◆ **Assignment**: Copy each entry exactly, leaving nothing out.

◆ **Data under study**:
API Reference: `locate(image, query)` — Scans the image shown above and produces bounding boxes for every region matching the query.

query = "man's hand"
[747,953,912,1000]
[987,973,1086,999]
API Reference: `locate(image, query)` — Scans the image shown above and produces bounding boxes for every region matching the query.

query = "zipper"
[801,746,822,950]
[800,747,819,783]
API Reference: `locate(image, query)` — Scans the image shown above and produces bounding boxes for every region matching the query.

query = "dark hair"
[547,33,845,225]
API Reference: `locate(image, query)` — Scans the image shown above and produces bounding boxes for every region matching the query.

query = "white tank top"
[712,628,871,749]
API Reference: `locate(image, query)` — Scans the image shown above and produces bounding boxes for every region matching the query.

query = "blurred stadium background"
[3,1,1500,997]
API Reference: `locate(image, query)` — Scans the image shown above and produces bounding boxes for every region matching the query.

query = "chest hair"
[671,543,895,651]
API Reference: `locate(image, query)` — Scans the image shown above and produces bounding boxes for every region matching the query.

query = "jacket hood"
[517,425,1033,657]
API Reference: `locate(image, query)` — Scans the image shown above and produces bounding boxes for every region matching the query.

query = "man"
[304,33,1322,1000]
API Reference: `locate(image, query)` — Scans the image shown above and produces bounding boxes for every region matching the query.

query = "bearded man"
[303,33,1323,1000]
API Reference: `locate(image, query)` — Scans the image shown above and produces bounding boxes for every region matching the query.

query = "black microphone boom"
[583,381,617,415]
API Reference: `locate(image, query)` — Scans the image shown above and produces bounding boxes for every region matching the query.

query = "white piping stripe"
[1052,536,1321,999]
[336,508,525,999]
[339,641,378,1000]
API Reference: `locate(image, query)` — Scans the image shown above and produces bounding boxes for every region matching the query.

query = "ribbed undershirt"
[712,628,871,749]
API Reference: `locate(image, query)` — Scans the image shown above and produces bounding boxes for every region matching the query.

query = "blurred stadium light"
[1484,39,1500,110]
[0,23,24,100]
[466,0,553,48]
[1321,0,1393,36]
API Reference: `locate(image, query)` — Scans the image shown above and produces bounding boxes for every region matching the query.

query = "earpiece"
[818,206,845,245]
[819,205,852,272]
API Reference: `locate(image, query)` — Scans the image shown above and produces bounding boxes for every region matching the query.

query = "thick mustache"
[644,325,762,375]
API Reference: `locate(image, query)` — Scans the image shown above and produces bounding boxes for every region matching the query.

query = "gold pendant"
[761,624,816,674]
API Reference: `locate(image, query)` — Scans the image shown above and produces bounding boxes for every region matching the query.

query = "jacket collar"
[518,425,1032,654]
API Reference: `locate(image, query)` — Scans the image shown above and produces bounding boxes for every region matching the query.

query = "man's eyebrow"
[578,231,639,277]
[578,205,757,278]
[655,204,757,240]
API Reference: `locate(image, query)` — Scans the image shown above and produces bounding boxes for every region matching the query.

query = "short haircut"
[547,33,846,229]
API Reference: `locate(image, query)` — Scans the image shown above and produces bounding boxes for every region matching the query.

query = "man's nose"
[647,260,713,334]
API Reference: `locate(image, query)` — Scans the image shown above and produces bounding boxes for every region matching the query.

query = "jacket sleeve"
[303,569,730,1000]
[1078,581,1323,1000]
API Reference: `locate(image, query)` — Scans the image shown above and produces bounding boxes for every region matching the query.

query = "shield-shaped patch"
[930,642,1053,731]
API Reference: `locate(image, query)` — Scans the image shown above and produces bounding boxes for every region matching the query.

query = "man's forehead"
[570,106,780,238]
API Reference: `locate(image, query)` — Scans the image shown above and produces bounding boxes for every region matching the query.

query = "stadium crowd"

◆ **Solution below**:
API Reference: `locate(image, query)` — Scans the image shown above and produces bounding boxes for every region matching the query.

query = "man's hand"
[747,953,912,1000]
[987,973,1086,999]
API Reference: `locate(image, query)` — Scans the image shown above and produces bounding boxes for every region matching the query.

query = "zipper"
[801,746,822,950]
[800,747,819,783]
API Reference: `locate(image, query)` — Scans the image shown above and produces bounding boxes for every region matching the query.

query = "dark hair"
[547,33,845,225]
API Reference: `locate(image, query)` — Scans the image shown above and produces bounding boxes for every region matching the query.

query = "white tank top"
[712,628,871,749]
API Reference: `locate(image, query)` — Scans the image shown above and produces bounding boxes for every region matching the query.

query = "blurred stadium background"
[3,1,1500,997]
API Reference: `locate(image, query)` — Scans the image shown above and produces bounding boxes for every region matching the query.

query = "chest hair"
[671,543,895,651]
API Reference: `locate(image, query)` — Scans the image shown above and produces bounding boxes for every region matching the query.

query = "jacket hood"
[517,425,1033,657]
API Reference: `locate(image, query)` — Scans the image shown above and produces bounding boxes for every region matching the query.

query = "man"
[304,33,1322,1000]
API Reference: `locate(image, query)` — Scans the image shown above and produces bounding boxes for every region matching the query.

query = "bearded man"
[303,33,1323,1000]
API Reference: `locate(image, query)` — Scans the image shown above and produces bounding boxes for every region matching the query.

query = "black microphone boom"
[583,381,617,415]
API Reference: `locate(image, query)` — Scans the image shown above and produces bounding boxes for every region matching the query.

query = "white piping stripe"
[1052,536,1321,999]
[336,508,525,999]
[339,641,378,1000]
API Reference: `locate(image, query)` — Scans the image shown above and produces bounding boxes for every region matching the query.

query = "ribbed undershirt"
[712,628,871,749]
API Reference: `locate(image, query)` — Scans the image shown above and produces bounding boxes for every region matching the query.

query = "blurred stadium light"
[1484,39,1500,110]
[0,23,24,100]
[466,0,553,48]
[1321,0,1393,36]
API Reference: `locate(image, query)` — Scans the image shown above and produces bounding boxes for every region matching the query.

query = "earpiece"
[818,206,845,245]
[819,205,852,272]
API Reference: `locate(image, query)` — Scans the image shown above and produces bounding boxes for every region matching the query.

query = "thick mustache"
[644,325,762,375]
API Reference: `locate(image, query)` — Scans the image shown above and produces bounding boxes for every region matching the query.

query = "gold pendant"
[761,624,816,674]
API Reference: `locate(image, query)` — Scans the image shown above and produces bounding boxes for every region matching the query.

query = "jacket collar"
[518,425,1032,654]
API Reference: `locate(image, query)` — Scans the image shown above and produces bounding boxes for every region matching the query.

query = "man's eyebrow"
[578,231,639,277]
[578,205,757,278]
[655,204,757,240]
API Reference: `locate(image, query)` — Scans the image shown above and produces bounding boxes for every region matching the query.

query = "short haircut"
[547,33,846,229]
API Reference: `locate(image, query)` — Scans the image shown above and produces bounding boxes for every region matching the query.

query = "man's nose"
[647,260,713,334]
API Reference: `locate(image, query)` — Scans the image shown above and produces bounding boxes for every region matching the query.

query = "jacket sleeve"
[303,569,730,1000]
[1078,581,1323,1000]
API Reference: `locate(image, query)` — Scans the image shown above and produces bounding boxes for every region matching the query.

query = "shield-shaped patch"
[930,642,1053,731]
API Reference: `locate(image, query)` — Scans the image shown above and produces bounding boxes for every region matching the query.

query = "man's forehead"
[570,106,780,238]
API Reference: `locate(image, query)` — Scans the image shown above and produces bounding boxes for every region matching the query.

query = "stadium crowd"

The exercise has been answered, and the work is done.